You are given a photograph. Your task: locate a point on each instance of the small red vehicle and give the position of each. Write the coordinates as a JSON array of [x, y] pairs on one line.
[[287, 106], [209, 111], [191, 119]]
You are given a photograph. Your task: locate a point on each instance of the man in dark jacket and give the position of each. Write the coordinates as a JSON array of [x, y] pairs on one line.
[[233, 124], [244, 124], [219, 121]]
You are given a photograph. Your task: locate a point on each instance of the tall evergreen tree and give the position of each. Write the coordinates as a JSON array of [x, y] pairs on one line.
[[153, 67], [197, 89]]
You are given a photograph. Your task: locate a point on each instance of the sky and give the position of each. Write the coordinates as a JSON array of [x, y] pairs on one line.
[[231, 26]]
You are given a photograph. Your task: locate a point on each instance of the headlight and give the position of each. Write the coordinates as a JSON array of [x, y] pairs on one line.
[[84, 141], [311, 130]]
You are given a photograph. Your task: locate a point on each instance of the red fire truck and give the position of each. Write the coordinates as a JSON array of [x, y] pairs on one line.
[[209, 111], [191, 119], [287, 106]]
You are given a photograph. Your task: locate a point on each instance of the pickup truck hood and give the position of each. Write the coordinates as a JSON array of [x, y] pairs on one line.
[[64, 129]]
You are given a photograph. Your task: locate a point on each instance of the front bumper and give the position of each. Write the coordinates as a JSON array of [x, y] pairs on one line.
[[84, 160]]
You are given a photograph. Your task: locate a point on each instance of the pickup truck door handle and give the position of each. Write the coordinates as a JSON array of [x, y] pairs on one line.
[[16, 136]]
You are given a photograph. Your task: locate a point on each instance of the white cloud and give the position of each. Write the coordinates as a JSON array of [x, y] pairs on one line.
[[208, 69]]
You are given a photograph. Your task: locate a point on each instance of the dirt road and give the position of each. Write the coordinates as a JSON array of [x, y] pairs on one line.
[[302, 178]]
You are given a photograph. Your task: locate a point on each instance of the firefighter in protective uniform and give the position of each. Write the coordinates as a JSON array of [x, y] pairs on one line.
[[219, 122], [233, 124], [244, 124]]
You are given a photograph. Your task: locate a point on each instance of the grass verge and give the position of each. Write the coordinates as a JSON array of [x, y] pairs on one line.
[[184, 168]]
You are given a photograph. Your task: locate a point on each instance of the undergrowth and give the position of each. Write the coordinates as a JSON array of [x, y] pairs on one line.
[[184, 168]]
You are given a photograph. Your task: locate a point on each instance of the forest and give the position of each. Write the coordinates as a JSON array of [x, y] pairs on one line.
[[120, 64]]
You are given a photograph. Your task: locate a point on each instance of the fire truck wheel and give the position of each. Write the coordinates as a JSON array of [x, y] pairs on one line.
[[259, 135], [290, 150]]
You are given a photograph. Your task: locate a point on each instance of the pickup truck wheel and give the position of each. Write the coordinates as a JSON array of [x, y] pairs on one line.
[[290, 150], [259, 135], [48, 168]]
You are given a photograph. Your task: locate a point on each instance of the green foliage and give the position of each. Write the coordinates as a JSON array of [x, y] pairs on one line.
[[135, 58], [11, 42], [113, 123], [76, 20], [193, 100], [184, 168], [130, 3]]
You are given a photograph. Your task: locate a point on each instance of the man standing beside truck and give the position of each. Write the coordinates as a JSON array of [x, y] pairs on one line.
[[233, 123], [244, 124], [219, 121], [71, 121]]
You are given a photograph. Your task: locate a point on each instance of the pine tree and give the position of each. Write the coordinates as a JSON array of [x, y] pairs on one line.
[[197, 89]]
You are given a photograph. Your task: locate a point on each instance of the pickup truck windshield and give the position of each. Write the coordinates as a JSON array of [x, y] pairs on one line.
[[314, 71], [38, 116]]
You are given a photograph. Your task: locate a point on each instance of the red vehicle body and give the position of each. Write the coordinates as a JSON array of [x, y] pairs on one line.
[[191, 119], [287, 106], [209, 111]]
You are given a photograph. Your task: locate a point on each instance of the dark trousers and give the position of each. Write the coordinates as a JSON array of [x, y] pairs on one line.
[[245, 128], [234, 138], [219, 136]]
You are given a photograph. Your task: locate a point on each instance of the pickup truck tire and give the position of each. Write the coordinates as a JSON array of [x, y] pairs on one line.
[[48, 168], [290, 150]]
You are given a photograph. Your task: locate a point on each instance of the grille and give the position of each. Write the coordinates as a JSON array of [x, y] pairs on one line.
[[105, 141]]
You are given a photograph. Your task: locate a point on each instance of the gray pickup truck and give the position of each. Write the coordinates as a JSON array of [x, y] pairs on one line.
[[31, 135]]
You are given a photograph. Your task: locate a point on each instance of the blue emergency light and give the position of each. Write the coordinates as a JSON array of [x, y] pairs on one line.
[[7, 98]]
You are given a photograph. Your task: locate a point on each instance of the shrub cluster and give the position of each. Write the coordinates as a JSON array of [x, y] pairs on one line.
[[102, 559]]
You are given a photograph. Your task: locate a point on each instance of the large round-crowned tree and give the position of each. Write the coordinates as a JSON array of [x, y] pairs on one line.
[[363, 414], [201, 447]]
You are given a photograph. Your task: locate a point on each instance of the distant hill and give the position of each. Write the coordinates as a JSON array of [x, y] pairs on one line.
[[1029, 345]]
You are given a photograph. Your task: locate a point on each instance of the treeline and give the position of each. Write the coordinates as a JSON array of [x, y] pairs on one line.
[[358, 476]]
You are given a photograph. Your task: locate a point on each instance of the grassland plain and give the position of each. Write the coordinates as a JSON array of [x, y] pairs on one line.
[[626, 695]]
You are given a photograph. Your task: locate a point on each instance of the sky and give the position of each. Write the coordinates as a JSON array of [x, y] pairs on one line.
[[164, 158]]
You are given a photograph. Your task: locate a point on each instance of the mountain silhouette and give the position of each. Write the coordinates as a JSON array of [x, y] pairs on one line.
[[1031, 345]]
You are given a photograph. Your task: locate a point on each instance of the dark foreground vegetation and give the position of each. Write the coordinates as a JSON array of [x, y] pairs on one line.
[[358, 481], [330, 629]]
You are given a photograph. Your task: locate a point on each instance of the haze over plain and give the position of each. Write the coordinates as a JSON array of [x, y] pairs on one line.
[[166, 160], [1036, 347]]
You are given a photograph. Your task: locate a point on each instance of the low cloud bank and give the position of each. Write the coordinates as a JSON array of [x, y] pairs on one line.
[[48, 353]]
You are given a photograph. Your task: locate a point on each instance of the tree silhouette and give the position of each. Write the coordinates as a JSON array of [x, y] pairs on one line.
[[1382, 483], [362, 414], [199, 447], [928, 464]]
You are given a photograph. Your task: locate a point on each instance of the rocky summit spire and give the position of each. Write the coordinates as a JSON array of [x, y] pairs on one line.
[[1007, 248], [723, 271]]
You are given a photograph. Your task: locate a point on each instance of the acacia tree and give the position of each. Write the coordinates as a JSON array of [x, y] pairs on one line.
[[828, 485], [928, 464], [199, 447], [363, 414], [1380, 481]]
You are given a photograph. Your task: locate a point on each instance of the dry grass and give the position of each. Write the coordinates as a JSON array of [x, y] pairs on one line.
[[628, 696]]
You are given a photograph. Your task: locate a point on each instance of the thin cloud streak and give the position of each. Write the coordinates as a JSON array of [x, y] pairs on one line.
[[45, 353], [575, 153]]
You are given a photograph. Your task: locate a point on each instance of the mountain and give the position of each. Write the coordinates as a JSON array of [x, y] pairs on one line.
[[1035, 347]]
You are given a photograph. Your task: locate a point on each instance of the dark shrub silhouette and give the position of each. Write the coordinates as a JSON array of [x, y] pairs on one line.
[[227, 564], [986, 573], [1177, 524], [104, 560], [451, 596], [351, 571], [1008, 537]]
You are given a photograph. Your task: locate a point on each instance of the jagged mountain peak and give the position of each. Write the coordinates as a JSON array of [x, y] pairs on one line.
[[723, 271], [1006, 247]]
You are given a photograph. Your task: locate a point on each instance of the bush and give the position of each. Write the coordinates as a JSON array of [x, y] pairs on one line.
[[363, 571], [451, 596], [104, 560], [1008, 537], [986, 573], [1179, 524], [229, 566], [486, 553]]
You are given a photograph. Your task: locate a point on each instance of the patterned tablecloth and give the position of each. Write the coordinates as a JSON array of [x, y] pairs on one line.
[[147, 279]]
+++
> Task statement: Write out, word for word, the line that contains "of the patterned" and every line after it through the last line of the listing.

> Exercise solution:
You are given a photograph. Your task: locate a point on each instance of the patterned tablecloth and give the position of each. Write the coordinates as a JSON array of [x, y] pairs on one line.
[[147, 279]]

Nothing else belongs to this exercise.